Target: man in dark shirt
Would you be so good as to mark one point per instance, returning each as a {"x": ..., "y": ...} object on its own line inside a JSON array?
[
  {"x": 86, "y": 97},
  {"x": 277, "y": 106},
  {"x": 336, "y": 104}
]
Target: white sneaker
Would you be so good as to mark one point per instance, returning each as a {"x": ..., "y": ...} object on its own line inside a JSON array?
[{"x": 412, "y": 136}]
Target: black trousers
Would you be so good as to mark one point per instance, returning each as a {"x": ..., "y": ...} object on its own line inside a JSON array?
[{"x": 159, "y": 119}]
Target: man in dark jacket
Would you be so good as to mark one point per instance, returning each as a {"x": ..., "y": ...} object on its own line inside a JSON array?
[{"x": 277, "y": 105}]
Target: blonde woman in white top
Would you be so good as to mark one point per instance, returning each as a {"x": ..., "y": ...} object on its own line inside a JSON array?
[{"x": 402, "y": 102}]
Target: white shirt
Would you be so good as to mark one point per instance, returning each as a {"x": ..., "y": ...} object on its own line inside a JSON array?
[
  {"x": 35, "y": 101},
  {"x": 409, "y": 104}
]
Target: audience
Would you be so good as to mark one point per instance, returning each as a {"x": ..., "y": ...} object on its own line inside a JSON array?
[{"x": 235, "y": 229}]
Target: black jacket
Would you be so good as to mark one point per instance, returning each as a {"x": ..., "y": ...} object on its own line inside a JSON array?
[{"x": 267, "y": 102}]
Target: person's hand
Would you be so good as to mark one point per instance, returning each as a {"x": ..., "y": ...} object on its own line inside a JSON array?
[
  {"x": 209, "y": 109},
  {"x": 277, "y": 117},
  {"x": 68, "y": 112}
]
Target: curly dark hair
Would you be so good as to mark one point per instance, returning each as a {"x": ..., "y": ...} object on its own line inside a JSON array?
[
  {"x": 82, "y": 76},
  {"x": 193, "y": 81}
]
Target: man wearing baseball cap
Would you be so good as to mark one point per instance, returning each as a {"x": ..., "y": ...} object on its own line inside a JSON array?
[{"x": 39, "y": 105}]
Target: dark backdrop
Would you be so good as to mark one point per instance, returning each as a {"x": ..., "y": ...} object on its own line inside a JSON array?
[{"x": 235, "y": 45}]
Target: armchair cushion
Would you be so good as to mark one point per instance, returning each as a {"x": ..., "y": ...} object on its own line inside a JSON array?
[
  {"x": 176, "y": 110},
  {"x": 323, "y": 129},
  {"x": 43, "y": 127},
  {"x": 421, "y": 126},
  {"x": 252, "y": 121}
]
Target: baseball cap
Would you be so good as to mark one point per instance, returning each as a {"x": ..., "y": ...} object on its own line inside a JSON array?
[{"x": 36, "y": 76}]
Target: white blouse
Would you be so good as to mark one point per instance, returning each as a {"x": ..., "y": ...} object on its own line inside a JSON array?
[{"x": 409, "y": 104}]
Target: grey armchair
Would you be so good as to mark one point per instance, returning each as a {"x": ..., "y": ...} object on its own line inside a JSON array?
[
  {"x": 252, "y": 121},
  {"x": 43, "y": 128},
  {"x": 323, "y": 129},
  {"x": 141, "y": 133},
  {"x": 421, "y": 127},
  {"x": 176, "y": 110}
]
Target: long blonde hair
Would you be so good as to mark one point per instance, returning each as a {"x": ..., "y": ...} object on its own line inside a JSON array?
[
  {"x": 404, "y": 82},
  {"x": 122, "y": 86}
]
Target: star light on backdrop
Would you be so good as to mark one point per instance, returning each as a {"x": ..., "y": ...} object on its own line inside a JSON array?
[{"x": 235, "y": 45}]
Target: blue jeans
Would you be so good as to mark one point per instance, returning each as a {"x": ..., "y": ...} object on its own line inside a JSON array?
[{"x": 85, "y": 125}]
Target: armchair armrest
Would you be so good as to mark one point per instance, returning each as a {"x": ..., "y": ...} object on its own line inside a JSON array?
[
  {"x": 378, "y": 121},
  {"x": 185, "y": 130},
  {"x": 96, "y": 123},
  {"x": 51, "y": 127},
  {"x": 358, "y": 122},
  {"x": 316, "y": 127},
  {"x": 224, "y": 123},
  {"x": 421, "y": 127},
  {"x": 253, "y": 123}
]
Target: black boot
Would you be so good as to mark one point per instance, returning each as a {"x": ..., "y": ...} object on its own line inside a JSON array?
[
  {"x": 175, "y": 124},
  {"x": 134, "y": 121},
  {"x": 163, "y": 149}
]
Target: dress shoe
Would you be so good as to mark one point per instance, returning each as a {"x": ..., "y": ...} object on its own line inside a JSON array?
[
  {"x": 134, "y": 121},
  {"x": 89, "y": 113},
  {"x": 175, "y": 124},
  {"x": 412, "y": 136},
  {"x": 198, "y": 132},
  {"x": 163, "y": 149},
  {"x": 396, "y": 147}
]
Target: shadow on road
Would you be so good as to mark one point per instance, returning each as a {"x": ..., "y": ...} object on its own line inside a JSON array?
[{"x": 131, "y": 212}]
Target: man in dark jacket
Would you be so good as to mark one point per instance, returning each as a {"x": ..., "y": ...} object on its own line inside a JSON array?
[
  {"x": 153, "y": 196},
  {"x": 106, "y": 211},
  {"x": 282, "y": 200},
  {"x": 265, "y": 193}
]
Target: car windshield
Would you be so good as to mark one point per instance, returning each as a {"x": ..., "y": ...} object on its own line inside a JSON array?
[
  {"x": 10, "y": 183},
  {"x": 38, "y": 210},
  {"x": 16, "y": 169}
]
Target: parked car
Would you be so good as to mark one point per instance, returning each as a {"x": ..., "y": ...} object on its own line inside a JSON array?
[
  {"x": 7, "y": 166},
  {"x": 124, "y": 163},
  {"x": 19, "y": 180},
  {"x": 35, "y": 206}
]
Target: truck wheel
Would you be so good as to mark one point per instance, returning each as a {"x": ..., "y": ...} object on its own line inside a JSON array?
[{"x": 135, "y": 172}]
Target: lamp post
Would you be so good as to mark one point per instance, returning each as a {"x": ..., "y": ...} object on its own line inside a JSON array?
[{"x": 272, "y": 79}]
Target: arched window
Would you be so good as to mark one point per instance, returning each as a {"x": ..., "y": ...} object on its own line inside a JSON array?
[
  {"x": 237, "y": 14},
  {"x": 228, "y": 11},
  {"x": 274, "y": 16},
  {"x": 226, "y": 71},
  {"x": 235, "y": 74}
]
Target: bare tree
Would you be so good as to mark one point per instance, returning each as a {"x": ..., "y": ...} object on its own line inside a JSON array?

Description of the task –
Repeat precisely, and with nothing added, every line from the one containing "Target: truck wheel" to the last line of the listing above.

Written solution –
Target: truck wheel
Would you be so good as to mark one point per instance, returning each as a {"x": ..., "y": ...} object on its own line inside a JSON array?
[{"x": 135, "y": 172}]
Target: lamp post
Would you be so good as to mark one point per instance, returning each as a {"x": ..., "y": ...} object on its own line inside a JSON array?
[{"x": 272, "y": 79}]
Target: arched window
Would you be so good as to mark one point per instance, returning each as a {"x": ..., "y": ...} object on its own line inside a JSON array?
[
  {"x": 237, "y": 14},
  {"x": 228, "y": 11},
  {"x": 274, "y": 16},
  {"x": 226, "y": 71},
  {"x": 235, "y": 74}
]
Target: bare tree
Would you be so good as to mark one point per instance, returning each as a {"x": ..., "y": ...} object on its own line inside a JSON array?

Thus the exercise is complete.